Neuromuscular Dentistry: TENS and K-7 for Pain Relief
Neuromuscular dentistry sounds complicated, and to be honest, it is quite involved. However, our training and tools allow us to provide neuromuscular therapies that can alleviate a long list of nagging, chronic symptoms, including:
- Migraines or headaches
- Crowded or loose teeth
- Clenching and grinding
- Wear or notches at the gum line
- Pain in shoulders, neck, back, behind the eyes, and in teeth
- Numbness or tingling in extremities
- Receding gums
How We Assess Neuromuscular Dysfunction
Traditional dentistry addresses concerns with teeth, not muscles. However, scientific developments have revealed that some problems and pain associated with the teeth, face, and surrounding structures may be caused by improper function of muscles and nerves. The jaw position may not be affected by teeth’s position, but the reverse is not true. Teeth can be affected by improper jaw position.
======
What this task involves ▸ Continue the passage on neuromuscular dentistry from its final sentence, "Teeth can be affected by improper jaw position."

Recorded data:
======
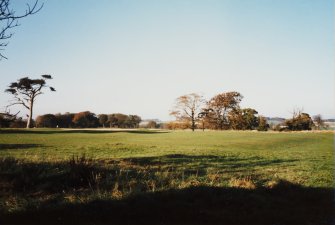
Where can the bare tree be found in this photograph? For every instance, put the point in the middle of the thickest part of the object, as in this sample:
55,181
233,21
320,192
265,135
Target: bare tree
25,91
9,19
319,122
188,107
221,105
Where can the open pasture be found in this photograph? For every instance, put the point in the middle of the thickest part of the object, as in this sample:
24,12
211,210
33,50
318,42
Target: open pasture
161,177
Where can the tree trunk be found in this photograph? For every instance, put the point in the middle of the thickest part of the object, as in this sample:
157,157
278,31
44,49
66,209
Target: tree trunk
30,116
193,121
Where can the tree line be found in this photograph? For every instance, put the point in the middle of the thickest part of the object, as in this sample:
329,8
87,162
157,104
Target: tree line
84,119
223,112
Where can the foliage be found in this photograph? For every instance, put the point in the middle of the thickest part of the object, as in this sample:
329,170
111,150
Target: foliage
243,119
319,122
25,91
47,120
103,118
187,108
300,121
152,124
85,120
221,105
65,120
262,124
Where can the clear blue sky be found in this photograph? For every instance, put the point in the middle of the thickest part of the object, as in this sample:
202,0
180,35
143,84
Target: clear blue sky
136,57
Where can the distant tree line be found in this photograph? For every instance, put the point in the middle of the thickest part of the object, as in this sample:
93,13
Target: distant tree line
223,112
84,119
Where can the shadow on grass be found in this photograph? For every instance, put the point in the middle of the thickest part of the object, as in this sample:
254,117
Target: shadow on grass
18,146
44,189
292,205
78,131
200,163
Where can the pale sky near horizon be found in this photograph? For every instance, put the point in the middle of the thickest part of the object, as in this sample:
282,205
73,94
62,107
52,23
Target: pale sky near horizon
138,56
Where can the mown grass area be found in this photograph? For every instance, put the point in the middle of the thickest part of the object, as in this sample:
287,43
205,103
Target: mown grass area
160,177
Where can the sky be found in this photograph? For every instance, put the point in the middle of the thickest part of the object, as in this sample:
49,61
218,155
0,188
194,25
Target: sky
137,57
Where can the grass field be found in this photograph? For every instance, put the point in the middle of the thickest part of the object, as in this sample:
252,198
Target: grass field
161,177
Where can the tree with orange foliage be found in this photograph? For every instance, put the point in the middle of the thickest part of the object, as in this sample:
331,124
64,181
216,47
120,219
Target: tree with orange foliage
187,108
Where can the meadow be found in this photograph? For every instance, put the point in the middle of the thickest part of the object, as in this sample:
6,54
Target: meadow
97,176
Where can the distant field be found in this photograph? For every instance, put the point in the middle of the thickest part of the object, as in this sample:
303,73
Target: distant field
98,176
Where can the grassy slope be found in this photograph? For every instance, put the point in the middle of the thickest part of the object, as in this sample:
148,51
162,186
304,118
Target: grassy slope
143,177
306,158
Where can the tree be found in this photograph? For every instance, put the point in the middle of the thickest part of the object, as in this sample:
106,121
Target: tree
319,122
9,19
262,124
25,91
47,120
187,108
65,120
300,121
243,119
220,106
85,120
103,118
133,121
151,124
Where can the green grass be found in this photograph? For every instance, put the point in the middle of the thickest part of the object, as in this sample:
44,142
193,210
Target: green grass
49,171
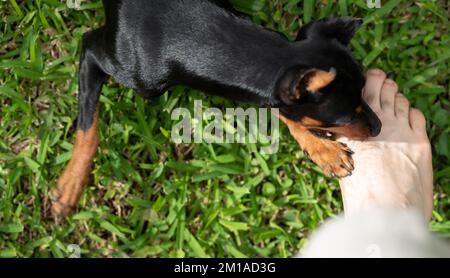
======
Answer to the problem ▸
Our initial step in assessing a patient for neuromuscular problems involves the use of a low-frequency Transcutaneous Electrical Neural Stimulation, or TENS, unit. By delivering small electrical impulses to the muscles responsible for jaw movement, the TENS unit relaxes jaw muscles. This results in increased blood flow to flush toxins from the area. After just less than an hour, the relaxed jaw muscles find ideal positioning.
Next, we diagnose the problem with our K-7 computerized mandibular scanning unit, which records proper alignment of the jaw and creates digital models of the teeth. With a magnet and sensor, the K-7 can develop 3D images of the patient’s jaw and mouth. The K-7 also has an electromyograph to measure electrical activity in the muscles. This allows us to determine whether the jaw’s ideal position decreases muscle activity. Another tool within the K-7 is a sonograph, which measures sounds in the jaw joint. This information tells us if the patient’s jaw joint is damaged and to what extent.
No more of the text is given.